**Directions**
Can you copy the listing below word for word, leaving out the pictures?

**The records**

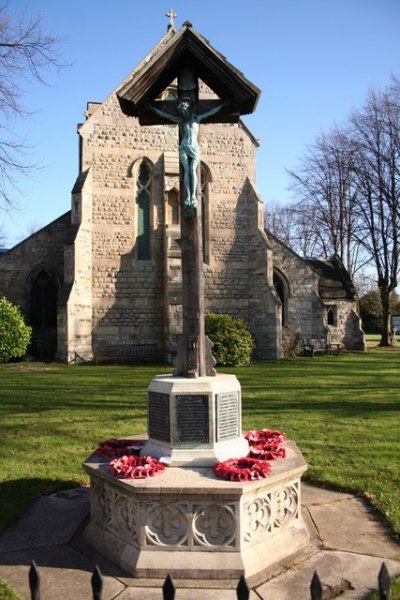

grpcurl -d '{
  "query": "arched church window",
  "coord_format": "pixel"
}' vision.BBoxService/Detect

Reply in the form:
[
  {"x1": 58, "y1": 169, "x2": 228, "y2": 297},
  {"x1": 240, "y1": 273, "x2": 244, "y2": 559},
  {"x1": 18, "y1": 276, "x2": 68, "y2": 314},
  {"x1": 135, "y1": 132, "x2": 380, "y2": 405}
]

**Answer to this problem**
grpcurl -d '{
  "query": "arched church window",
  "coord_format": "pixel"
}' vision.BBoxService/Detect

Reply in the form:
[
  {"x1": 58, "y1": 169, "x2": 228, "y2": 297},
  {"x1": 240, "y1": 273, "x2": 244, "y2": 559},
  {"x1": 18, "y1": 276, "x2": 68, "y2": 314},
  {"x1": 135, "y1": 132, "x2": 380, "y2": 405}
]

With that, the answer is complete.